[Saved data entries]

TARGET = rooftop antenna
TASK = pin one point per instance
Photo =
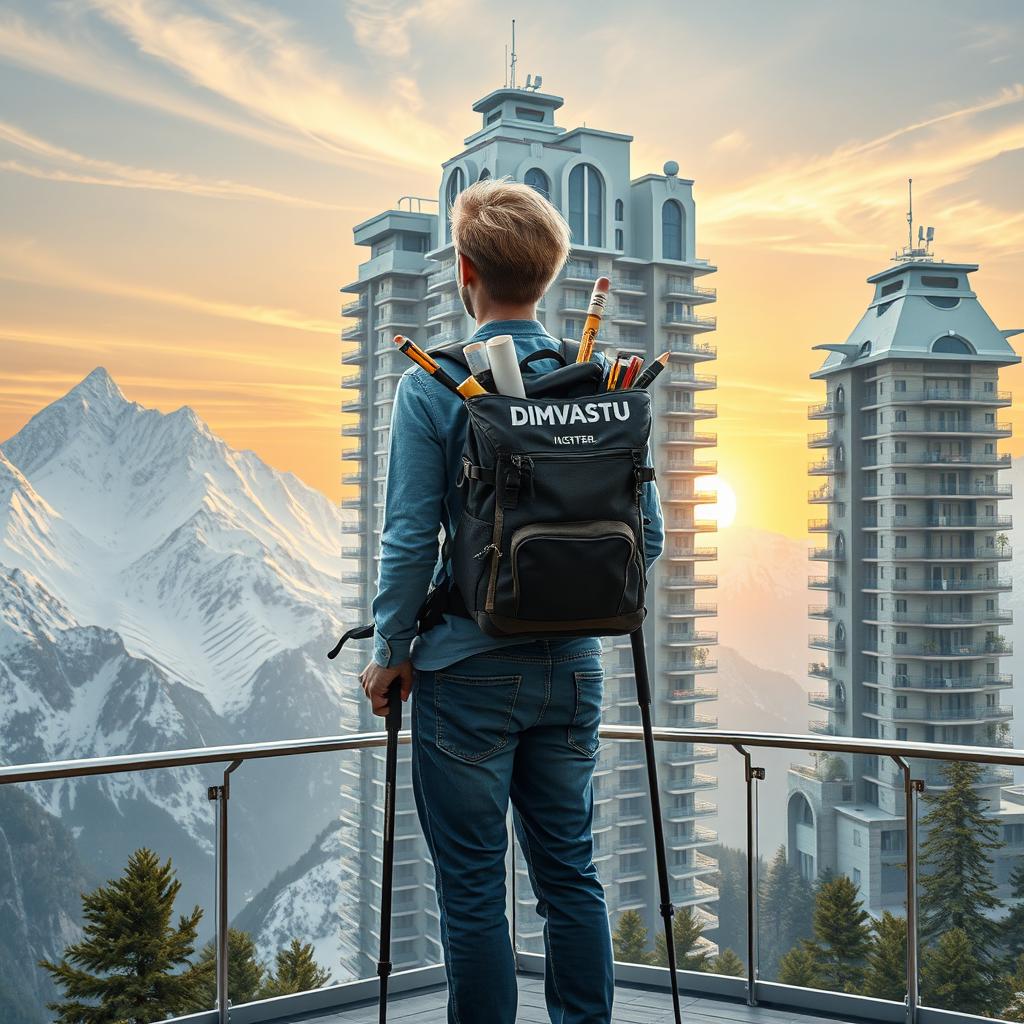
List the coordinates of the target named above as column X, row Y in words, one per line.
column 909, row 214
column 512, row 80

--

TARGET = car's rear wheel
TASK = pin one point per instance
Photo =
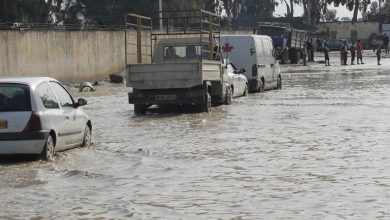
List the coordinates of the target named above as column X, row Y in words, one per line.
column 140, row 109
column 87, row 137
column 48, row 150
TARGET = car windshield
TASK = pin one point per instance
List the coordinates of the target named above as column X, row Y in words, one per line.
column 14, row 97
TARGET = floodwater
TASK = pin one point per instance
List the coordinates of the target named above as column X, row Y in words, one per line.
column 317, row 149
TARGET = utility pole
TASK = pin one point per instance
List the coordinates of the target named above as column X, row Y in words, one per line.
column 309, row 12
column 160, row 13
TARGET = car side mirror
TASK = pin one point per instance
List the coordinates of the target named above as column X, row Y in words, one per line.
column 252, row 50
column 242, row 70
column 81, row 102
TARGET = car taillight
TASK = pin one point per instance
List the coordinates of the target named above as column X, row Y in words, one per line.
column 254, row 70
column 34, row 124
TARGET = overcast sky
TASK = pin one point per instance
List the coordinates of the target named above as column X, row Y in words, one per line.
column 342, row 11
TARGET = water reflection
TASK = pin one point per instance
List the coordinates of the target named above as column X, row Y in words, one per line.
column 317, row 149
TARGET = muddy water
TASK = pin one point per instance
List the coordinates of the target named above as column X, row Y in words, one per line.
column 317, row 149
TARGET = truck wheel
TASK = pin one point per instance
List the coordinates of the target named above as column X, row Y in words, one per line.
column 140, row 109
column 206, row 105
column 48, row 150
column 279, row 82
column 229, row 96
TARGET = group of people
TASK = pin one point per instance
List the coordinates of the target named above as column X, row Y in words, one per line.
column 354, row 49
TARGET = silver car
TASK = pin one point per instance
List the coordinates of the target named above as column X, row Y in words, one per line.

---

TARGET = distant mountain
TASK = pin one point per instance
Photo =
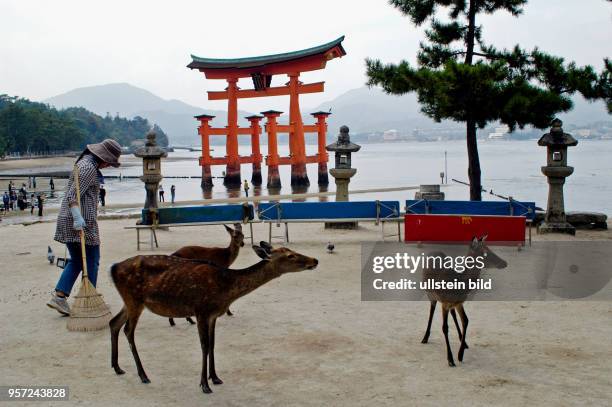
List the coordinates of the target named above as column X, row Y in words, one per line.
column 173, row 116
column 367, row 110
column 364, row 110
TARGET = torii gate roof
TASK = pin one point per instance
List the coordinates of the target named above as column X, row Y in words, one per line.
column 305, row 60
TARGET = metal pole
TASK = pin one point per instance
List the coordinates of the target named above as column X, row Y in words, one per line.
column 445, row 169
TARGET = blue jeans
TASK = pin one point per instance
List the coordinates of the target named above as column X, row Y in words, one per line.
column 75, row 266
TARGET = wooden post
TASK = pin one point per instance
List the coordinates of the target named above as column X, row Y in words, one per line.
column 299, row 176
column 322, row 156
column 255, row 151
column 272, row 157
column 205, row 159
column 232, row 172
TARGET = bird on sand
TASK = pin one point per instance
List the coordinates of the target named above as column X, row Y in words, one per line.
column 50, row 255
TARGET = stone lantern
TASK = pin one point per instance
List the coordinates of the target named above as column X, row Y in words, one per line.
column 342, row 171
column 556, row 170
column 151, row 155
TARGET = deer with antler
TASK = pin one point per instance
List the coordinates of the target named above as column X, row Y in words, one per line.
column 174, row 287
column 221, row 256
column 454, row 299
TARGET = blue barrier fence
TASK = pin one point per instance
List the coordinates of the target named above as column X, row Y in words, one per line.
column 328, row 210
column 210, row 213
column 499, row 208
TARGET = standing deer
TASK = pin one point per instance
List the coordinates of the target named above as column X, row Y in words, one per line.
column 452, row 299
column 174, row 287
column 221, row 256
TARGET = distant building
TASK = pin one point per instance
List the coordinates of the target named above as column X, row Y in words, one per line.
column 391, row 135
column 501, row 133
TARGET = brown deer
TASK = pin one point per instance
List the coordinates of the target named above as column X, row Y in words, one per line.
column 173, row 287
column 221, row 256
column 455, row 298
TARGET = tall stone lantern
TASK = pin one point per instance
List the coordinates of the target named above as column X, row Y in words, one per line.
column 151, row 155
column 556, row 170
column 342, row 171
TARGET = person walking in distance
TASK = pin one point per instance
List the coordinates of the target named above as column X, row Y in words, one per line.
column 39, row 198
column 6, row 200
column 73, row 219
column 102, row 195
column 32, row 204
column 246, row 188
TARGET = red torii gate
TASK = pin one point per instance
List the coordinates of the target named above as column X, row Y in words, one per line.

WHAT IS REQUIRED »
Reproduce verbatim the part of the records that opens with the line containing "TARGET = rooftop antenna" and closes with the line containing "column 512, row 80", both lines included. Leave the pictures out of your answer.

COMPLETE RESPONSE »
TARGET = rooftop antenna
TASK = pin one point per instance
Photo =
List the coordinates of the target named above as column X, row Y in words, one per line.
column 909, row 214
column 512, row 80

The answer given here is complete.